- TEXTE PRÉSENTÉ -
Il n’était plus temps pour les ministres de songer à sortir du palais. Toutes les avenues étaient entourées. La reine les conduisit elle-même dans sa chambre à coucher et les y laissa pour aller recevoir la visite qui lui arrivait à pareille heure et avec de pareils préliminaires. Bientôt se présenta Espartero, accompagné de sa femme, la duchesse de la Victoire, et des généraux Valdès et Van-Halen. Tous quatre s’empressèrent à l’envi d’assurer la reine qu’elle n’avait rien à craindre ; que cette explosion populaire, provoquée par l’obstination des ministres, n’aurait aucune suite funeste ; qu’eux-mêmes n’étaient accourus aux premiers cris de l’émeute que pour venir en aide à sa majesté et la défendre à tout évènement. La reine accueillit ces démonstrations avec une froide réserve. Elle dit à Espartero que les ministres lui ayant donné leur démission, elle se voyait bien forcée de céder sur ce point ; mais elle persista dans son refus de révoquer la sanction donnée et de dissoudre les cortès. Aucune insistance ne put la fléchir, et cependant le tumulte continuait au dehors.

- ENTRÉES RÉPERTORIÉES -
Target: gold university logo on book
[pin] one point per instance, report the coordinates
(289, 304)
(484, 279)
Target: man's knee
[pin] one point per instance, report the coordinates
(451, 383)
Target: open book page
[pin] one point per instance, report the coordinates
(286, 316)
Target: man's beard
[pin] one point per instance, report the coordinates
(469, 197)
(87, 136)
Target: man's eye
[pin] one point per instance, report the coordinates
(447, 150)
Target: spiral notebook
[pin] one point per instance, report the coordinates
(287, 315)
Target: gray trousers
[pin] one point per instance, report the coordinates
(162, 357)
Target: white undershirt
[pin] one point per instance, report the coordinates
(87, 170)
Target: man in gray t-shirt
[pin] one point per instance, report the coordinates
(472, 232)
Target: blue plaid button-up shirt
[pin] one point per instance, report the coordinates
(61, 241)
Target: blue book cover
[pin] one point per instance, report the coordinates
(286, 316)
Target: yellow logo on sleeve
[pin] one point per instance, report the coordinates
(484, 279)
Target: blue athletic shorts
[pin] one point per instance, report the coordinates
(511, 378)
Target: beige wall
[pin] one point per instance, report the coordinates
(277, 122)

* * *

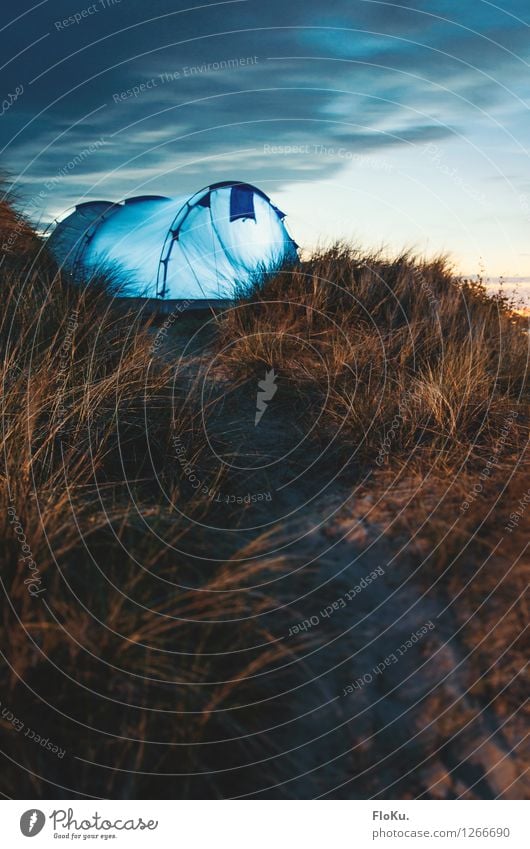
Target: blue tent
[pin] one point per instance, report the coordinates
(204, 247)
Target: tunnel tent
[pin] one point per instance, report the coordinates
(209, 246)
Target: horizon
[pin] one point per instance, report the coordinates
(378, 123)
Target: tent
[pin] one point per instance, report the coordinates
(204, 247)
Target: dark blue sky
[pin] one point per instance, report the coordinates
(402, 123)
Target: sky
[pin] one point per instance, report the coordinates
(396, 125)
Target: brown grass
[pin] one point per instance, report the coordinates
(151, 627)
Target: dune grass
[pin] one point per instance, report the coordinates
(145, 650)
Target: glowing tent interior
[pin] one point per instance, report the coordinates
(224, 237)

- EXERCICE À TRAITER -
Répondez aux questions suivantes à partir du texte présenté.
1. Dans quelle pièce la reine conduisit-elle les ministres ?
2. Qui accompagnait Espartero lorsqu'il se présenta ?
3. Quelles deux mesures la reine refusa-t-elle de prendre ?

- EXERCICE CORRIGÉ -
1. Dans sa chambre à coucher.
2. Sa femme, la duchesse de la Victoire, ainsi que les généraux Valdès et Van-Halen.
3. Révoquer la sanction donnée et dissoudre les cortès.